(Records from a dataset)
****
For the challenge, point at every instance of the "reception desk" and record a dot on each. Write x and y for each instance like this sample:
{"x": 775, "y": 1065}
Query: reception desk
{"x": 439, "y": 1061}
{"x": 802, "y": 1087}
****
▶ YOUR INSTRUCTIONS: Your answer must be an exact copy of all the entries.

▶ TASK SOLUTION:
For the challenge, point at every instance of the "reception desk" and record a dot on each. Write x and y for each instance like this sample:
{"x": 775, "y": 1065}
Query: reception desk
{"x": 439, "y": 1061}
{"x": 802, "y": 1087}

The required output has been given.